▶ Instructions for the task: Locate every line in the records below that contains the string "vest", and copy each of those lines in full.

################

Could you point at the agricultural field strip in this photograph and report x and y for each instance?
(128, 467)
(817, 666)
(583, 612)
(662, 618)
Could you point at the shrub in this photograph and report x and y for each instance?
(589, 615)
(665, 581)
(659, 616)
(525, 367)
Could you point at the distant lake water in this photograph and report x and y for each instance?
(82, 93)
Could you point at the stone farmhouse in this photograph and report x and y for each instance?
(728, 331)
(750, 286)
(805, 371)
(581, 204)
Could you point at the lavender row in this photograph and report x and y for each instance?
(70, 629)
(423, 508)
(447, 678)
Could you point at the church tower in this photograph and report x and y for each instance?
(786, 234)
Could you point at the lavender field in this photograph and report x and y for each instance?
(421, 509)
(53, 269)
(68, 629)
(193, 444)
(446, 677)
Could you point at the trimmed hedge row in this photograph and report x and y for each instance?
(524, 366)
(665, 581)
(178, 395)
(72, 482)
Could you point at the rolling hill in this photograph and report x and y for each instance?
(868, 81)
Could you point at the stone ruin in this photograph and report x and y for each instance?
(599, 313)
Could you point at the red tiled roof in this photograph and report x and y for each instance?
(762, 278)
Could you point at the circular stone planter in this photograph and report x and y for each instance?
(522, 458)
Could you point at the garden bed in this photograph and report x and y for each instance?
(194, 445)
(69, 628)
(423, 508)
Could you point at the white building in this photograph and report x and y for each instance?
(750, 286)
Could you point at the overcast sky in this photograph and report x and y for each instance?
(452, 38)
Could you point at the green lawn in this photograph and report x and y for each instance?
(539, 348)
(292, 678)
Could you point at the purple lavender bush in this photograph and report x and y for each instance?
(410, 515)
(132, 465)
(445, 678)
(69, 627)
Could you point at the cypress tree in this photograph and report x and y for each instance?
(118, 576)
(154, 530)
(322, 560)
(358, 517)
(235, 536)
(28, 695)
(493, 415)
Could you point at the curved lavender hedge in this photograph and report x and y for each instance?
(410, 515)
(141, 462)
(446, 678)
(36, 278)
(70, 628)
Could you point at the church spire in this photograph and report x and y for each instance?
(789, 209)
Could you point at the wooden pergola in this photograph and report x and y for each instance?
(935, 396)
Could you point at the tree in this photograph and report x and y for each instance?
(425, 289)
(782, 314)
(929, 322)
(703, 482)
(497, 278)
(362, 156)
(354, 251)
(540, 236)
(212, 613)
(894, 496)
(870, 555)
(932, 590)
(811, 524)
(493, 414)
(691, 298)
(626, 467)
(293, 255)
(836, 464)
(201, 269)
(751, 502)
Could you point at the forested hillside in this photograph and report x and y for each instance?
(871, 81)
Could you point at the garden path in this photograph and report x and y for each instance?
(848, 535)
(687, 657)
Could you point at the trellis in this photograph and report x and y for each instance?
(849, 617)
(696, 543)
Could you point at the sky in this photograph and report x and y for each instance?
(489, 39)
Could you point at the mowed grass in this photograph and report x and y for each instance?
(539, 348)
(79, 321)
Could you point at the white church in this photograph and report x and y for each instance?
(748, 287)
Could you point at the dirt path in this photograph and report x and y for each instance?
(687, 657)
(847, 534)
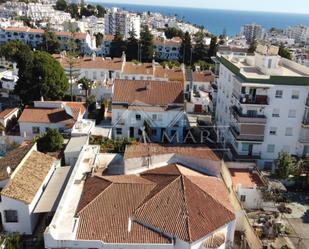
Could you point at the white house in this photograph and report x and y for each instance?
(25, 173)
(157, 209)
(167, 49)
(7, 115)
(160, 104)
(248, 184)
(50, 114)
(262, 106)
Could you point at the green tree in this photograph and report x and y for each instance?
(100, 11)
(252, 46)
(285, 165)
(132, 46)
(284, 52)
(91, 103)
(200, 48)
(86, 85)
(51, 141)
(146, 41)
(73, 10)
(173, 32)
(118, 46)
(213, 47)
(98, 39)
(43, 76)
(50, 43)
(61, 5)
(186, 49)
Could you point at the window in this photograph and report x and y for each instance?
(245, 147)
(10, 216)
(119, 131)
(271, 148)
(35, 130)
(286, 148)
(273, 131)
(138, 117)
(292, 113)
(295, 94)
(276, 113)
(279, 94)
(289, 131)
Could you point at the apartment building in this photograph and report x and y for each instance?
(158, 106)
(123, 22)
(262, 105)
(167, 49)
(171, 207)
(33, 37)
(299, 33)
(252, 31)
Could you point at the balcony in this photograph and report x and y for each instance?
(245, 118)
(248, 99)
(244, 158)
(247, 132)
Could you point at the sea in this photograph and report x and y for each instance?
(215, 21)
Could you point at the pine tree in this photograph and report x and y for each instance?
(212, 50)
(146, 40)
(186, 49)
(132, 46)
(200, 48)
(118, 45)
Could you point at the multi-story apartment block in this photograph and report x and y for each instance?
(158, 106)
(252, 31)
(262, 105)
(123, 22)
(33, 37)
(166, 49)
(299, 33)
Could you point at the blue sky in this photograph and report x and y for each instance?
(291, 6)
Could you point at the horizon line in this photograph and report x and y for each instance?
(192, 7)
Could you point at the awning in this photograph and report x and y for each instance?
(53, 191)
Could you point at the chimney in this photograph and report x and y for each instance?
(93, 56)
(123, 57)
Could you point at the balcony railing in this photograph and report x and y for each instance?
(245, 118)
(248, 99)
(246, 137)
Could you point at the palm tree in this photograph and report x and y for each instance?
(86, 85)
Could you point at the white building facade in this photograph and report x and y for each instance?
(262, 106)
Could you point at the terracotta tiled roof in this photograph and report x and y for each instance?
(170, 74)
(7, 112)
(202, 77)
(246, 177)
(160, 93)
(133, 68)
(143, 150)
(12, 160)
(175, 202)
(88, 62)
(53, 115)
(77, 35)
(24, 29)
(108, 38)
(28, 179)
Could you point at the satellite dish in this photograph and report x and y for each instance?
(9, 170)
(68, 110)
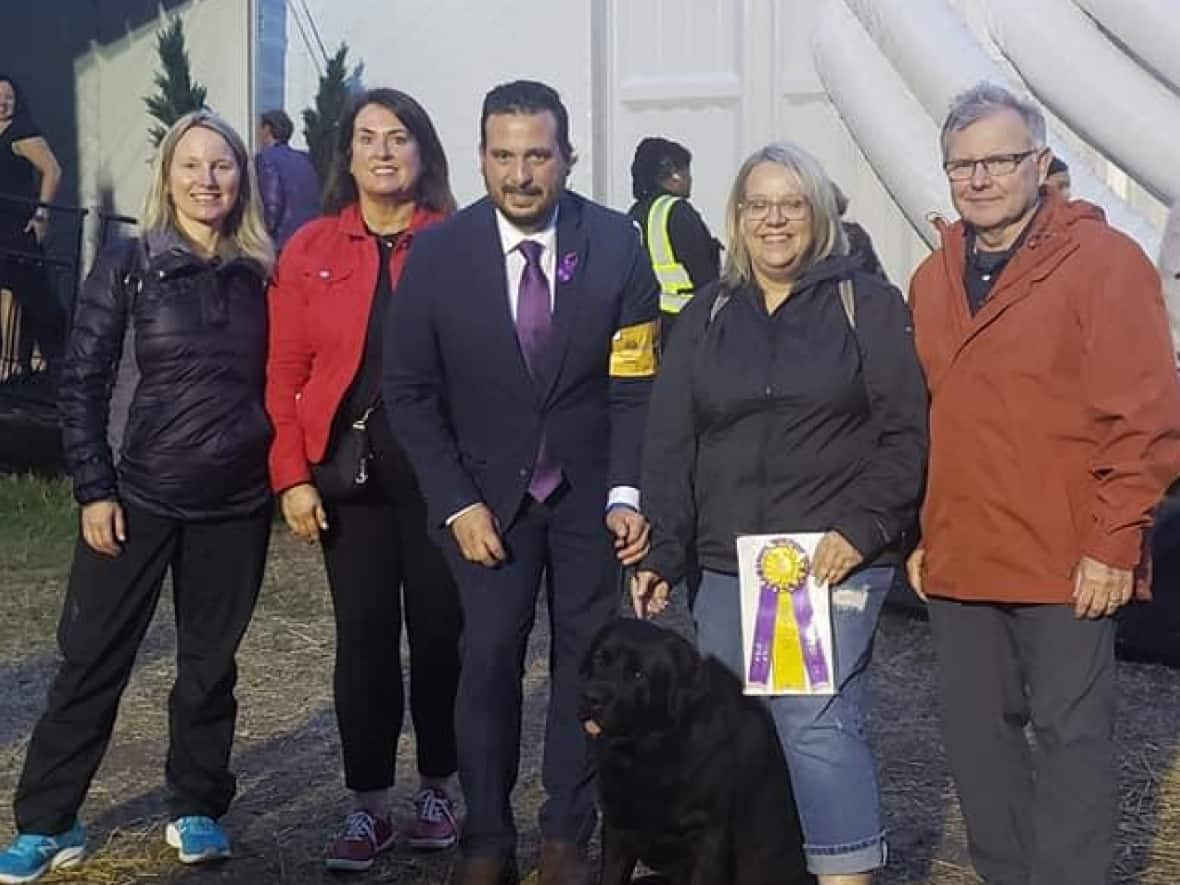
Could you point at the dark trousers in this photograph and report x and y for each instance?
(565, 541)
(216, 572)
(379, 557)
(43, 320)
(1041, 814)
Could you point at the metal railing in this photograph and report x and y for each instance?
(58, 260)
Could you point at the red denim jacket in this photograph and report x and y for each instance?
(319, 303)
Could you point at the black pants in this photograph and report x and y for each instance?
(1042, 815)
(568, 543)
(379, 557)
(43, 320)
(216, 572)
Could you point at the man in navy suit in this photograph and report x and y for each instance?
(522, 349)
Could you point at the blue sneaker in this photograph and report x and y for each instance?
(30, 857)
(197, 839)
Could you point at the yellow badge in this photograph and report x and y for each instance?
(634, 351)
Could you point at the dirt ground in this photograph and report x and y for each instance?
(290, 795)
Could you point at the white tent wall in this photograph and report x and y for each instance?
(1148, 28)
(112, 78)
(935, 71)
(447, 53)
(1107, 98)
(727, 76)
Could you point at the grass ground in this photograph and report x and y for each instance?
(287, 758)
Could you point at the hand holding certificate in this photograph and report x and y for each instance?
(786, 616)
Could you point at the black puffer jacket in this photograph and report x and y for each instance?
(162, 388)
(786, 423)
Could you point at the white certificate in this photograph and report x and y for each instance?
(786, 617)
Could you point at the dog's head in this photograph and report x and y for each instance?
(637, 680)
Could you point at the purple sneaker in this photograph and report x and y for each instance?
(362, 839)
(433, 825)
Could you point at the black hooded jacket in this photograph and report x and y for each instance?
(786, 423)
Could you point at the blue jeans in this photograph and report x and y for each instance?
(832, 768)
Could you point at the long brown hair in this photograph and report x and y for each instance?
(433, 187)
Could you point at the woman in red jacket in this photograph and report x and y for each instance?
(342, 479)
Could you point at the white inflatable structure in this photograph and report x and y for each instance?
(877, 60)
(891, 69)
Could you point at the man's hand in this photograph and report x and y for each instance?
(477, 536)
(303, 511)
(631, 533)
(915, 570)
(649, 594)
(1099, 589)
(834, 558)
(103, 526)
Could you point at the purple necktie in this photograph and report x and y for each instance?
(533, 327)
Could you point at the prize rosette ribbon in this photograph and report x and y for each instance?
(787, 654)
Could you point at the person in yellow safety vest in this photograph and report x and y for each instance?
(684, 255)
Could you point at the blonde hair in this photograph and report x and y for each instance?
(244, 233)
(827, 233)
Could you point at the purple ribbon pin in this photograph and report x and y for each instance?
(566, 266)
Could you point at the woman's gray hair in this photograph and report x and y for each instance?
(246, 231)
(827, 233)
(984, 99)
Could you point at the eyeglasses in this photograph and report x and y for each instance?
(996, 165)
(760, 209)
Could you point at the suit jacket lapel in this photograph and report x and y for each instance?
(491, 301)
(570, 267)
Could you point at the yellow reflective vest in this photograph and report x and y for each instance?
(675, 284)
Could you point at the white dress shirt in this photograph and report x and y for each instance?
(513, 268)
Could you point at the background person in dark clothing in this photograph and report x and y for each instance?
(30, 170)
(779, 412)
(330, 294)
(1056, 179)
(684, 255)
(165, 437)
(860, 244)
(287, 179)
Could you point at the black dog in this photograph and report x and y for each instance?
(690, 773)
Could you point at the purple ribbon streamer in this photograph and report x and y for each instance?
(814, 659)
(764, 635)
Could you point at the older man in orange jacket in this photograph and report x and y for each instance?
(1054, 430)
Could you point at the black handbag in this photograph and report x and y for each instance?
(345, 473)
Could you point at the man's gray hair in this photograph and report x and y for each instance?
(984, 99)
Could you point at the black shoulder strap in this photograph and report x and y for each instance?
(847, 301)
(133, 262)
(720, 300)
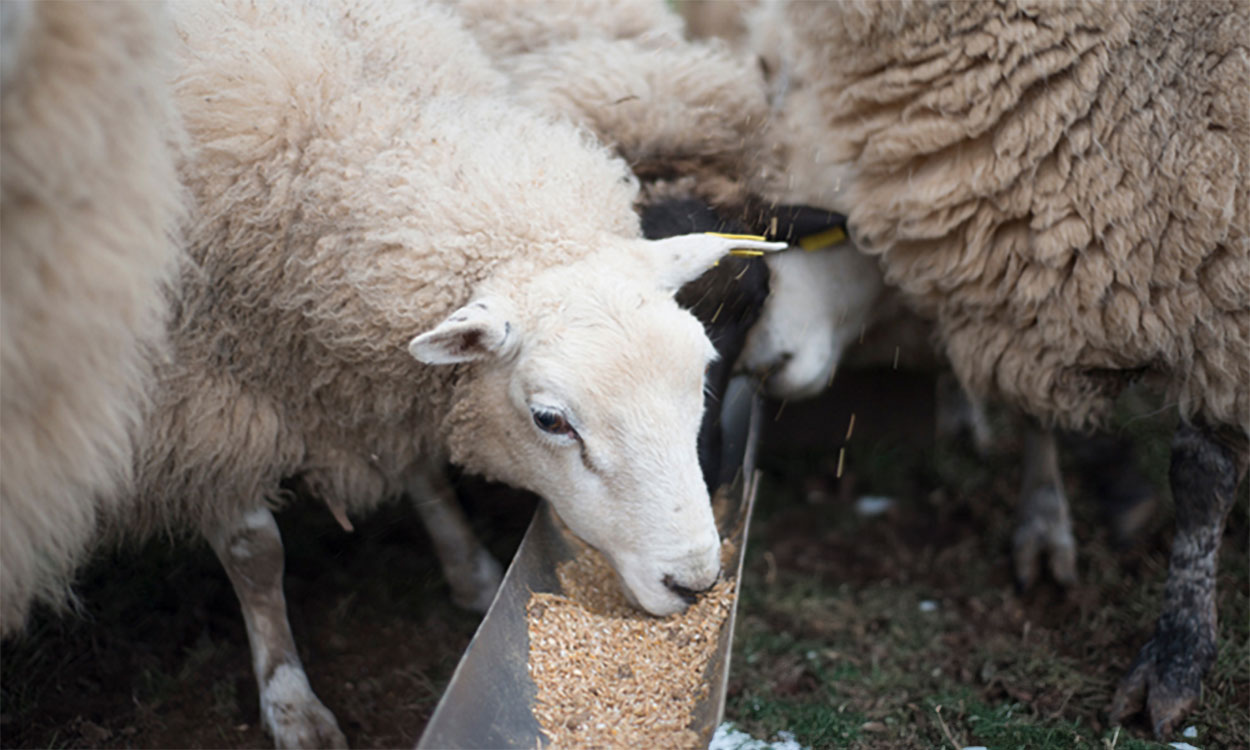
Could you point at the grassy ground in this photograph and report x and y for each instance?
(835, 640)
(905, 630)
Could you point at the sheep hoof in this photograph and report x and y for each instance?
(475, 589)
(294, 715)
(1165, 679)
(1044, 528)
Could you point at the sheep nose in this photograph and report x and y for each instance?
(688, 595)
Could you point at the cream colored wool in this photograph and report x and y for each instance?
(341, 210)
(1064, 186)
(89, 203)
(508, 29)
(690, 118)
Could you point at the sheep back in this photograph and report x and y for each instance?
(358, 170)
(1063, 185)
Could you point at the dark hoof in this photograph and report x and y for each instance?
(1044, 528)
(1166, 681)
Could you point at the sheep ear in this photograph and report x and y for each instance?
(684, 258)
(476, 331)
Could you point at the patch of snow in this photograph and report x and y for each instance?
(871, 505)
(730, 738)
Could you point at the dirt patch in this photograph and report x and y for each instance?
(896, 630)
(159, 658)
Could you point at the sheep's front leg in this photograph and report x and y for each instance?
(1043, 519)
(251, 553)
(471, 571)
(1168, 674)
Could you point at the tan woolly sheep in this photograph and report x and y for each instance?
(1064, 189)
(89, 203)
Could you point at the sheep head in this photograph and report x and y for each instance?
(585, 385)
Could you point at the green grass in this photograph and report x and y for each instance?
(833, 645)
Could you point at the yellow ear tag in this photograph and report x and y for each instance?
(823, 239)
(740, 253)
(755, 238)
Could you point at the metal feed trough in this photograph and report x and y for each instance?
(488, 703)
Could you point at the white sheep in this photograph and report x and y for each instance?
(360, 175)
(686, 118)
(1064, 189)
(89, 203)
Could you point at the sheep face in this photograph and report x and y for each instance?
(819, 304)
(586, 388)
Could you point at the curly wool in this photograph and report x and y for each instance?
(689, 118)
(356, 170)
(89, 205)
(1064, 186)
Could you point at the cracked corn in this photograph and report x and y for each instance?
(611, 676)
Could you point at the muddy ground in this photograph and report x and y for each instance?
(896, 630)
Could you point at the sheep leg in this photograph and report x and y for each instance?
(1043, 521)
(1166, 676)
(471, 571)
(251, 553)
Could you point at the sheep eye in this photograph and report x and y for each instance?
(553, 423)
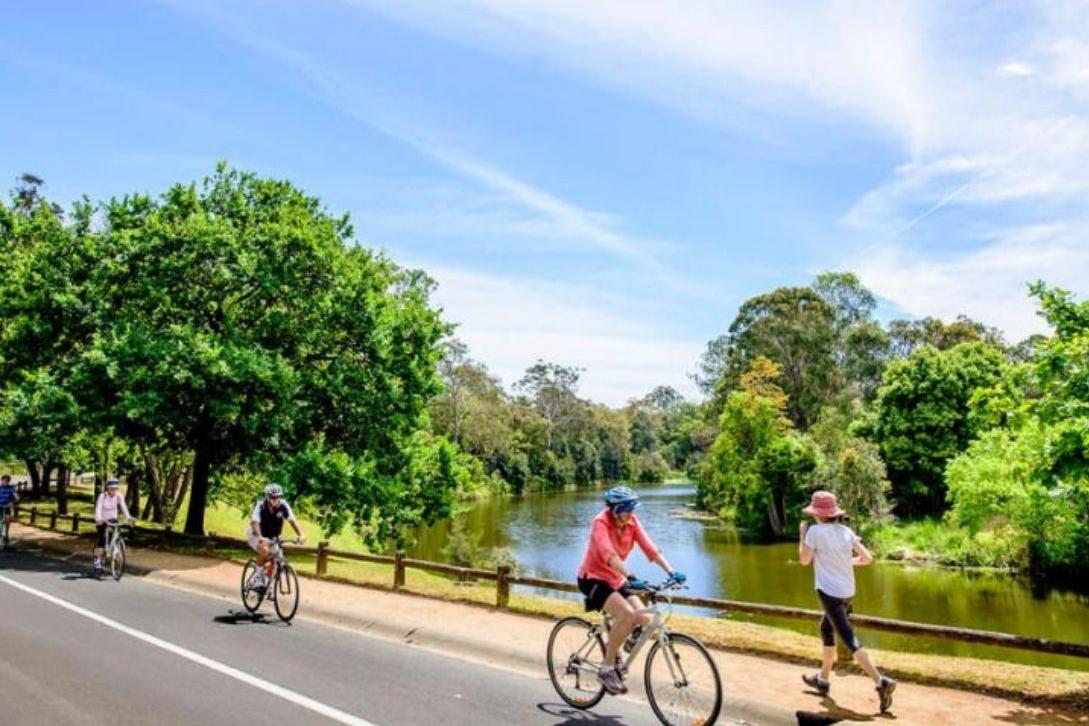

################

▶ Full response:
Could you point at the person in yellow safety vest in this photograph and report x and y for each instance?
Could you point at the yellow reflective vest in this photograph and report x and y for each instance?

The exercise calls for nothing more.